# [TASKS FOR THIS EXERCISE]
(A) In the passage on white supremacy and childhood, how long was the five-year-old boy reportedly held at Dulles Airport?
(B) From the passage on white supremacy and childhood, reproduce the stretch from "White supremacy strips" through "prove that, too.".
(C) Carry on the passage on white supremacy and childhood past its final sentence.

# [READING PASSAGE]
White supremacy strips Black children and other children of color in the United States not just of play, but of the whole concept of childhood and innocence. In 1973, a white cop in Queens, New York shot and killed 10-year old Clifford Glover. As Audre Lorde writes in “Power”:
A policeman who shot down a ten year old in Queens
stood over the boy with his cop shoes in childish blood
and a voice said “Die you little motherfucker” and
there are tapes to prove it. At his trial
this policeman said in his own defense
“I didn’t notice the size nor nothing else
only the color”. And
there are tapes to prove that, too.
Four decades later, white Cleveland police shot and killed 12-year-old Tamir Rice who was playing outside with a toy gun. A grand jury failed to bring charges against the cops, and last year, the U.S. Justice Department decided not to bring charges, either. Only the color.
Then there’s the five-year-old American boy of Iranian descent, who, upon entering the country shortly after the former president’s executive order banning travelers from certain Muslim countries, was identified as a possible “threat.” Despite his age and American citizenship, the boy was reportedly handcuffed as he was held at Dulles Airport for five hours. The administration’s press secretary at that time declared: “To assume that just because of someone’s age and gender that they don’t pose a threat would be misguided and wrong.” Only the color.

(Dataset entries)
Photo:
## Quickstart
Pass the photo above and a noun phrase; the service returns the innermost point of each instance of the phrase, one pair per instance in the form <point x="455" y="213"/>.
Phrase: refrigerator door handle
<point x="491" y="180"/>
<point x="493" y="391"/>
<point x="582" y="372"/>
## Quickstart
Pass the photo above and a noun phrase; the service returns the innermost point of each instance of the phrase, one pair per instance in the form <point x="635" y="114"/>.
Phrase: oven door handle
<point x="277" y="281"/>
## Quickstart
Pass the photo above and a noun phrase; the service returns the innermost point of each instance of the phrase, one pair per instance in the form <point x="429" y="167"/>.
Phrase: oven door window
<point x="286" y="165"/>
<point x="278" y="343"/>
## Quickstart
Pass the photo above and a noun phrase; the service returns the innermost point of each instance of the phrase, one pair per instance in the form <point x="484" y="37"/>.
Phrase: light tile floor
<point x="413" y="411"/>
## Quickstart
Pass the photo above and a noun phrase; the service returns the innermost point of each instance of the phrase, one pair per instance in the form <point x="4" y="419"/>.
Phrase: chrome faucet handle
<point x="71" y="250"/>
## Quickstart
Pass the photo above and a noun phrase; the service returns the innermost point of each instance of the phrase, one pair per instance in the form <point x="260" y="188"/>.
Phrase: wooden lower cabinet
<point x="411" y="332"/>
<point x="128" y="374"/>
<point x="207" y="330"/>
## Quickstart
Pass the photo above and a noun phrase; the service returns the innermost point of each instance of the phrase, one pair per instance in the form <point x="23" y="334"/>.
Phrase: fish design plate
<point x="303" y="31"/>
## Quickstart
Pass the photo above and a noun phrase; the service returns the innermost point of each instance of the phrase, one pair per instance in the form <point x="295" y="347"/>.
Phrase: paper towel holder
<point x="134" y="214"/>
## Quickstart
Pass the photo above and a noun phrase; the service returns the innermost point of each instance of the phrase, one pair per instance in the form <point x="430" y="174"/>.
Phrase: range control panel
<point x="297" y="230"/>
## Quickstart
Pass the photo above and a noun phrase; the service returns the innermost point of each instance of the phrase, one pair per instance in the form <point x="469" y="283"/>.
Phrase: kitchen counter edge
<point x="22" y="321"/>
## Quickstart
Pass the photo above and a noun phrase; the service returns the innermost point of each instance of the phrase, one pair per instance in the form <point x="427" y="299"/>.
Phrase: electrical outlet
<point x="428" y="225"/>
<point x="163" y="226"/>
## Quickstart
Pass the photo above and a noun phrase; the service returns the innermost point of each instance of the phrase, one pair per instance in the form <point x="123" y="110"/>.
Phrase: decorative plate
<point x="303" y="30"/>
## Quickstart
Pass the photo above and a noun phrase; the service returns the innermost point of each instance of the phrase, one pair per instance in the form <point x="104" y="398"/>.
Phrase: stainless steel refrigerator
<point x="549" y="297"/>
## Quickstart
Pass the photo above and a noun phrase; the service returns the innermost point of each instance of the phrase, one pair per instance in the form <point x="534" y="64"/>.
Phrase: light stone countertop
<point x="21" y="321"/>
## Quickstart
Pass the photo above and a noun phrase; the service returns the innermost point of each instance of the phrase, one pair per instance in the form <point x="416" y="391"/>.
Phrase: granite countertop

# [PER-TASK ANSWERS]
(A) He was reportedly held there for five hours.

(B)
White supremacy strips Black children and other children of color in the United States not just of play, but of the whole concept of childhood and innocence. In 1973, a white cop in Queens, New York shot and killed 10-year old Clifford Glover. As Audre Lorde writes in “Power”:
A policeman who shot down a ten year old in Queens
stood over the boy with his cop shoes in childish blood
and a voice said “Die you little motherfucker” and
there are tapes to prove it. At his trial
this policeman said in his own defense
“I didn’t notice the size nor nothing else
only the color”. And
there are tapes to prove that, too.

(C)
BIPOC children in the U.S. aren’t just robbed of their innocence in the incidents that make national headlines. It happens in small ways every day. In her book Minor Feelings, Cathy Park Hong describes being yelled at and having racial epithets hurled at her and her younger sister by a white man. They were shopping at the mall; she was thirteen and her sister was nine. She writes: “I had failed to protect my younger sister and I was helpless in my murderous rage against a grown man so hateful he was incapable of recognizing us as kids.” Only the color.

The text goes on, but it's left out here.